Text-to-region grounding data
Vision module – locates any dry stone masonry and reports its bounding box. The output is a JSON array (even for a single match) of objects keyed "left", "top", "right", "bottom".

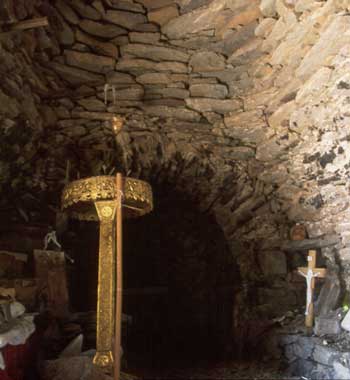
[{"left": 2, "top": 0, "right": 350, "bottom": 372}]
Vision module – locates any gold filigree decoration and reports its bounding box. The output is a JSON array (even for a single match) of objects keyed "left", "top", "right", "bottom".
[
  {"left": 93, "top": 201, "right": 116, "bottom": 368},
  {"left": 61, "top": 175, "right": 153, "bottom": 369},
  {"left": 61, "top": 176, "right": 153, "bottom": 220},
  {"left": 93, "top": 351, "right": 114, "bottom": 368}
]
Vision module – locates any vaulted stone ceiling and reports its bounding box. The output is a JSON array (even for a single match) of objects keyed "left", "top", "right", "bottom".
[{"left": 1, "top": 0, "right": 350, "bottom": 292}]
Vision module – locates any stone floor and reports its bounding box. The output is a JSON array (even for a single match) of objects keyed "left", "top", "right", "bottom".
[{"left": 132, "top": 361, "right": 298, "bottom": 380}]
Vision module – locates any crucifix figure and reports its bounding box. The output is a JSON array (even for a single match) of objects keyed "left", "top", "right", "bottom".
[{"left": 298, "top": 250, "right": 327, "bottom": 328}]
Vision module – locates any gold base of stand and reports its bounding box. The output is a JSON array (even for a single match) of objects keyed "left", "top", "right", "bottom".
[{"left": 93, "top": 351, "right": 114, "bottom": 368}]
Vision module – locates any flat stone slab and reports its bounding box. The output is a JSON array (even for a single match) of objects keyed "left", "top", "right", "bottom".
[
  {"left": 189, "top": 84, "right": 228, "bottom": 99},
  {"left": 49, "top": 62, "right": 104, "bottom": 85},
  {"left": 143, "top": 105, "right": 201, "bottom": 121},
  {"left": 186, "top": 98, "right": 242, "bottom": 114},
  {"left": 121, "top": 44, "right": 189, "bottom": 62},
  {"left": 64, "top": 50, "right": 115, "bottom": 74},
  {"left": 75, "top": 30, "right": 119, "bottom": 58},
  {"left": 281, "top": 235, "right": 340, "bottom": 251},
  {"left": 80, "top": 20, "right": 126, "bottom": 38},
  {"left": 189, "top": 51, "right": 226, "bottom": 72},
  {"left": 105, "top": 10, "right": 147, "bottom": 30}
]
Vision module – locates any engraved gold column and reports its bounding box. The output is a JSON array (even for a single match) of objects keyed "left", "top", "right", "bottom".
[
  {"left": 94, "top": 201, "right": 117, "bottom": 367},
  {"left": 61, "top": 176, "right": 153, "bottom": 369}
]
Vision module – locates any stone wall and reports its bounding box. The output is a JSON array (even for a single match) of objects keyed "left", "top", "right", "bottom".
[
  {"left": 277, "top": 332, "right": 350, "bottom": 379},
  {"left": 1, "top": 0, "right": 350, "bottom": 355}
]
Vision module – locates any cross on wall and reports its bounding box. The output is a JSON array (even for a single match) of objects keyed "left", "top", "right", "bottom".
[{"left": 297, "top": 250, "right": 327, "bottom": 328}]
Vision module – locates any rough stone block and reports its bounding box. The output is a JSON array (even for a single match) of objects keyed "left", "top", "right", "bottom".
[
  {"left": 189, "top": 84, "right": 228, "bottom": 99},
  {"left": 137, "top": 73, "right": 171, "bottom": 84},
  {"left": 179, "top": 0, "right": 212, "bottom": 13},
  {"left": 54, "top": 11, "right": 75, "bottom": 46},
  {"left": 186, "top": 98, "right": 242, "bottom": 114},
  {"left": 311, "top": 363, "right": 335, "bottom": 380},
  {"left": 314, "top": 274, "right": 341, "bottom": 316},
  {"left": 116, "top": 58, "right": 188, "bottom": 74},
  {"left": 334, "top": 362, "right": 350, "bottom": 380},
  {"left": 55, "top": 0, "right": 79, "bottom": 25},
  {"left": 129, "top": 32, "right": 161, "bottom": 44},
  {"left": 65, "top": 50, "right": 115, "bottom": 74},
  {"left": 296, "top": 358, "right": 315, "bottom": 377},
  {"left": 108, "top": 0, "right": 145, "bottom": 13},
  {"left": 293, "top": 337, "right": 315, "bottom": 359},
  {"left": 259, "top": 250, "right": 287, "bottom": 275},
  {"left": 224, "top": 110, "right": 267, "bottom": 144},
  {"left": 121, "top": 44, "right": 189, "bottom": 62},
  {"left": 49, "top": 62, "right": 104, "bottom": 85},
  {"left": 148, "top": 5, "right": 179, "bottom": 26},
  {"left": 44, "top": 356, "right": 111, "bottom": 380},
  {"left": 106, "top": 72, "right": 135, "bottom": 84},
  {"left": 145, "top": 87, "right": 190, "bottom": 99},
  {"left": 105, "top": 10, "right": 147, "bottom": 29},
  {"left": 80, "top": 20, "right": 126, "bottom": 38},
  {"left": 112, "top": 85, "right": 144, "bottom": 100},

--- Instructions for the task ---
Each entry above should be written out verbatim, minus its pictures.

--- Reply to the exercise ---
Vision module – locates any dry stone masonry and reports its bounding box. The output is a JSON array (even for a single match) of objects keyed "left", "top", "right", "bottom".

[{"left": 2, "top": 0, "right": 350, "bottom": 372}]
Vision module – locates any gold filigree decoration and reports its bounding box. The output is a JSON array (even for a single match) of objects keyed "left", "top", "right", "bottom".
[
  {"left": 93, "top": 201, "right": 116, "bottom": 368},
  {"left": 61, "top": 175, "right": 153, "bottom": 369},
  {"left": 61, "top": 176, "right": 153, "bottom": 220},
  {"left": 93, "top": 351, "right": 114, "bottom": 368}
]
Vision module – locates any vaulted stone ceiling and reports its bounding box. The output is a JSON array (even for a single match) of objects keyed "left", "top", "right", "bottom".
[{"left": 1, "top": 0, "right": 350, "bottom": 292}]
Vision module – locates any stone floor and reports its bounding box. The output is a JSON array (even for a single match) of objects keyed "left", "top", "right", "bottom".
[{"left": 132, "top": 361, "right": 298, "bottom": 380}]
Vision module – locates any crucifix figure and reports its bounding box. The output is a JSON array (even for a single match) of objects keyed "left", "top", "right", "bottom".
[{"left": 298, "top": 250, "right": 327, "bottom": 328}]
Vision module – locates any gold base of stand and reports its bounding box. The output is a JSON array (even for a single match) of objects keyed "left", "top", "right", "bottom".
[{"left": 93, "top": 351, "right": 114, "bottom": 368}]
Vision module – locates any flat stone slab and reports its bounding box. The output is a JSON array (even for a single match) of objects keyed "left", "top", "right", "bottom".
[
  {"left": 189, "top": 84, "right": 228, "bottom": 99},
  {"left": 49, "top": 62, "right": 104, "bottom": 85},
  {"left": 143, "top": 105, "right": 201, "bottom": 121},
  {"left": 186, "top": 98, "right": 242, "bottom": 114},
  {"left": 121, "top": 44, "right": 189, "bottom": 62},
  {"left": 64, "top": 50, "right": 115, "bottom": 74},
  {"left": 75, "top": 30, "right": 119, "bottom": 58},
  {"left": 281, "top": 235, "right": 340, "bottom": 251},
  {"left": 80, "top": 20, "right": 126, "bottom": 38},
  {"left": 189, "top": 51, "right": 226, "bottom": 72},
  {"left": 105, "top": 10, "right": 147, "bottom": 30}
]
Vision module – locates any engraved gold column and reports its bounding box. The output is a JSON array (even for a single match) of objects keyed "left", "top", "right", "bottom".
[
  {"left": 94, "top": 201, "right": 117, "bottom": 367},
  {"left": 61, "top": 176, "right": 153, "bottom": 369}
]
Vision module – locates any stone wall and reports its bounding box. The output is a JSON array (even for a single match) of objects keyed "left", "top", "right", "bottom".
[
  {"left": 277, "top": 332, "right": 350, "bottom": 379},
  {"left": 1, "top": 0, "right": 350, "bottom": 355}
]
Vision module – locates any cross on wall and reports its bounding box. The output is a JSON array (even for a single match) of objects keyed "left", "top", "right", "bottom".
[{"left": 297, "top": 250, "right": 327, "bottom": 328}]
Vision module – locates any rough stone block and reports its bounding box. The output is a JSON array (even for a single match) of objects keyed "left", "top", "right", "bottom".
[
  {"left": 189, "top": 84, "right": 228, "bottom": 99},
  {"left": 137, "top": 73, "right": 171, "bottom": 84},
  {"left": 179, "top": 0, "right": 212, "bottom": 13},
  {"left": 54, "top": 11, "right": 75, "bottom": 46},
  {"left": 186, "top": 98, "right": 242, "bottom": 114},
  {"left": 311, "top": 363, "right": 335, "bottom": 380},
  {"left": 314, "top": 274, "right": 341, "bottom": 316},
  {"left": 116, "top": 58, "right": 188, "bottom": 74},
  {"left": 334, "top": 362, "right": 350, "bottom": 380},
  {"left": 55, "top": 0, "right": 79, "bottom": 25},
  {"left": 129, "top": 32, "right": 161, "bottom": 44},
  {"left": 65, "top": 50, "right": 115, "bottom": 74},
  {"left": 296, "top": 358, "right": 315, "bottom": 377},
  {"left": 108, "top": 0, "right": 145, "bottom": 13},
  {"left": 293, "top": 337, "right": 315, "bottom": 359},
  {"left": 259, "top": 250, "right": 287, "bottom": 275},
  {"left": 224, "top": 110, "right": 267, "bottom": 144},
  {"left": 121, "top": 44, "right": 189, "bottom": 62},
  {"left": 49, "top": 62, "right": 104, "bottom": 85},
  {"left": 148, "top": 5, "right": 179, "bottom": 26},
  {"left": 44, "top": 356, "right": 111, "bottom": 380},
  {"left": 106, "top": 72, "right": 135, "bottom": 84},
  {"left": 145, "top": 87, "right": 190, "bottom": 99},
  {"left": 105, "top": 10, "right": 147, "bottom": 29},
  {"left": 80, "top": 20, "right": 126, "bottom": 38},
  {"left": 112, "top": 85, "right": 144, "bottom": 100},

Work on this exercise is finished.